#!/usr/bin/env python
# coding: utf-8

# ### Score Matching with JAX
# 
# [![Run in Colab](https://colab.research.google.com/assets/colab-badge.svg)](https://colab.sandbox.google.com/github/google/jax/blob/master/notebooks/score_matching.ipynb)
# 
# In this notebook we'll implement __Generative Modeling by Estimating Gradients of the Data Distribution__ [[arxiv]](https://arxiv.org/abs/1907.05600).
# 
# The paper builds on a technique called __Score Matching__ to iteratively refine images into samples from the real data. This technique takes advantage of some recent theorems to learn the gradients of data probability distribution. Implementing this in your typical DL framework would become an issue. However, [__`JAX`__](https://github.com/google/jax) ain't your typical DL framework. JAX makes implementing complex math no harder than writing it on a piece of paper.
# 
# Let's begin with a simple task: learn to sample from a peculiar probability distribution. Like a swiss roll, for example:
# 
# ![img](https://i.imgur.com/zMR6Iej.jpg)
# 
# well... minus the chocolate. Sorry for that.

# In[1]:


# but first, let's install jax

get_ipython().system("pip install --upgrade -q https://storage.googleapis.com/jax-releases/cuda$(echo $CUDA_VERSION | sed -e 's/\\.//' -e 's/\\..*//')/jaxlib-0.1.23-cp36-none-linux_x86_64.whl")
get_ipython().system('pip install --upgrade -q jax')


# In[2]:


import matplotlib.pyplot as plt
get_ipython().run_line_magic('matplotlib', 'inline')

=======

## Set task 1
Which paper does the score matching notebook set out to implement?
## Set task 2
Translate this sentence from the score matching notebook into Spanish: "JAX makes implementing complex math no harder than writing it on a piece of paper."
## Set task 3
Write the lines that come next in the score matching notebook, picking up right after its final line of code.
The entries come from a separate, unrelated source.

=======

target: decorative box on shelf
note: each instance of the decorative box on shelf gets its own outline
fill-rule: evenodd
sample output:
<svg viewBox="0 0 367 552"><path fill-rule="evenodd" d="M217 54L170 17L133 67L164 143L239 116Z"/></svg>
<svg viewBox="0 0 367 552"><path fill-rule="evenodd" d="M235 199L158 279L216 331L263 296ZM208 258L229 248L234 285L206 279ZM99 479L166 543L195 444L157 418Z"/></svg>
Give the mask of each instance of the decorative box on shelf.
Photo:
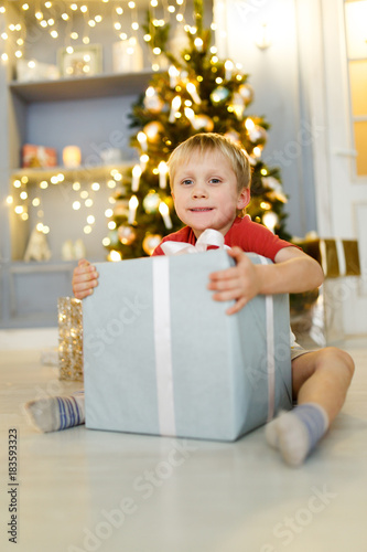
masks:
<svg viewBox="0 0 367 552"><path fill-rule="evenodd" d="M143 68L142 49L134 36L114 42L114 73L138 73Z"/></svg>
<svg viewBox="0 0 367 552"><path fill-rule="evenodd" d="M231 264L225 251L97 263L83 305L88 428L235 440L291 407L288 296L227 315L207 282Z"/></svg>
<svg viewBox="0 0 367 552"><path fill-rule="evenodd" d="M82 301L72 297L60 297L57 309L60 379L83 381Z"/></svg>
<svg viewBox="0 0 367 552"><path fill-rule="evenodd" d="M56 65L35 60L17 60L17 81L19 83L56 81L57 78L60 78L60 71Z"/></svg>
<svg viewBox="0 0 367 552"><path fill-rule="evenodd" d="M360 276L356 240L293 240L307 255L315 258L325 275L320 288L292 294L291 326L304 347L325 347L344 336L343 302L347 300L349 276Z"/></svg>

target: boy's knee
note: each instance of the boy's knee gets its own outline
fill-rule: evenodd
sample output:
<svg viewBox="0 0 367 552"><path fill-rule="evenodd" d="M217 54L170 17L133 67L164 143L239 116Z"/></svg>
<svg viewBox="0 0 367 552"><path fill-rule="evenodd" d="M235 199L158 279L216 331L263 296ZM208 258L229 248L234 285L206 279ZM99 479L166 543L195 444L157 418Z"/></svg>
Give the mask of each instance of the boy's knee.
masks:
<svg viewBox="0 0 367 552"><path fill-rule="evenodd" d="M335 362L344 364L350 378L353 378L355 364L353 358L346 351L337 347L326 347L320 351L320 359L322 362L327 361L331 364Z"/></svg>

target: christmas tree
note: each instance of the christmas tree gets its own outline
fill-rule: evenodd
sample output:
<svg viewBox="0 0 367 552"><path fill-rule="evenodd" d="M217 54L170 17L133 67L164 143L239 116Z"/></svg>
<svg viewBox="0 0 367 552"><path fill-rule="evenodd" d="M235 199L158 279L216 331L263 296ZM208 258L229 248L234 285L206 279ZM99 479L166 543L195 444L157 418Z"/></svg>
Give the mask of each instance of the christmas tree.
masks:
<svg viewBox="0 0 367 552"><path fill-rule="evenodd" d="M269 125L247 112L253 98L248 75L231 60L216 55L211 30L203 29L202 0L194 2L194 10L195 26L186 28L187 47L179 56L166 47L169 25L154 28L148 18L150 46L163 53L170 66L153 75L132 106L131 126L139 130L131 145L140 153L140 163L115 193L116 227L107 246L122 258L150 255L164 235L182 227L170 194L166 160L180 142L205 131L223 134L246 149L252 166L251 202L246 213L280 237L290 237L279 169L261 160Z"/></svg>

=======

## Answer 1
Generative Modeling by Estimating Gradients of the Data Distribution.

## Answer 2
JAX hace que implementar matemáticas complejas no sea más difícil que escribirlas en una hoja de papel.

## Answer 3
import numpy as onp

from sklearn.datasets import make_swiss_roll

def sample_batch(size, noise=1.0):
    x, _= make_swiss_roll(size, noise=noise)
    x = x[:, [0, 2]] / 10.0
    return onp.array(x)

plt.scatter(*sample_batch(10**4).T, alpha=0.1)


# ### Compute score matching objective
# 
# The method we apply here was originally proposed by [Hyvarinen et al. (2005)](http://jmlr.org/papers/volume6/hyvarinen05a/old.pdf). The idea behind score matching is to __learn scores:__ the gradients of $\log p(x)$ w.r.t. $x$. When trained this model can "improve" a sample $x$ by changing it in the direction of highest log-probability. However, training such model can get tricky. When predicting a continuous variable, ML folks usually minimize squared error:
# 
# $$ L_{mse} = E_{x \sim p(x)} \left\lVert model(x) - \nabla_x \log p(x) \right\lVert_2^2 $$
# 
# One can't minimize this explicitly because the real $\nabla_x log p(x)$ is usually unknown. However under broad assumptions on p(x) and a sufficiently powerful model, one can say that ` ... math happens ... ` and therefore the arg-minimum of $L_{mse}$ can be found by minimizing a more tractable objective:
# 
# $$ L_{matching} = E_{x \sim p(x)} \space tr( \space \mathbf{J}_x [\space model(x)  \space]) + \frac12 \left\Vert model(x) \right\lVert_2^2 $$
# 
# Here $tr( \space \mathbf{J}_x [\space model(x)  \space])$ is a trace of Jacobian of $model(x)$ w.r.t. $x$. Now all it takes is to minimize the second objective with backpropagation... that is, if you can compute jacobians. Thankfully, we have __jax__!

# In[ ]:


import jax
import jax.numpy as np
from jax.experimental import optimizers
from jax.experimental import stax
from functools import partial

# Set up network to predict scores
net_init, net_apply = stax.serial(
    stax.Dense(128), stax.Softplus,
    stax.Dense(128), stax.Softplus,
    stax.Dense(2),
)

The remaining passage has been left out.